- [DIRECTIONS FOR THIS TASK]: Copy out the data below with every "rough mask" swapped for "coarse mask" and nothing else altered. Leave the pictures out of your copy.

- [DATA FOR ANALYSIS]:
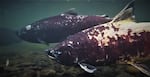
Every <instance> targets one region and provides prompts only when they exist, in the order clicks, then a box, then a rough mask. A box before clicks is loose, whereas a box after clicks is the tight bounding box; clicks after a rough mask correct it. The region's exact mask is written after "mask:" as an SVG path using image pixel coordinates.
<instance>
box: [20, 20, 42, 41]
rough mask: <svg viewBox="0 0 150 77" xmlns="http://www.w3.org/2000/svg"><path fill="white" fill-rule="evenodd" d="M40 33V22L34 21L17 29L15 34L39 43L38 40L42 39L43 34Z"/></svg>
mask: <svg viewBox="0 0 150 77" xmlns="http://www.w3.org/2000/svg"><path fill="white" fill-rule="evenodd" d="M42 33H43V32H42V29H41V26H40V24H39V23H37V22H36V23H32V24H29V25H26V26H24V27H23V28H21V29H20V30H18V31H17V36H18V37H20V38H21V39H23V40H25V41H28V42H33V43H41V42H40V40H42V39H43V38H42V36H44V35H42Z"/></svg>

- [RESULT]:
Every <instance> targets one region and provides prompts only when they exist, in the order clicks, then a box, then a coarse mask. A box before clicks is loose, whereas a box after clicks is the tight bounding box; clicks after a coarse mask correct it. The region's exact mask is written after "mask:" as an SVG path using image pixel coordinates.
<instance>
box: [20, 20, 42, 41]
coarse mask: <svg viewBox="0 0 150 77" xmlns="http://www.w3.org/2000/svg"><path fill="white" fill-rule="evenodd" d="M40 33V22L34 21L17 29L15 34L39 43L38 40L42 39L43 34Z"/></svg>
mask: <svg viewBox="0 0 150 77" xmlns="http://www.w3.org/2000/svg"><path fill="white" fill-rule="evenodd" d="M42 33H43V32H42V29H41V26H40V24H39V23H37V22H36V23H32V24H29V25H26V26H24V27H23V28H21V29H20V30H18V31H17V36H18V37H20V38H21V39H23V40H25V41H28V42H33V43H41V42H40V40H42V39H43V38H42V36H44V35H42Z"/></svg>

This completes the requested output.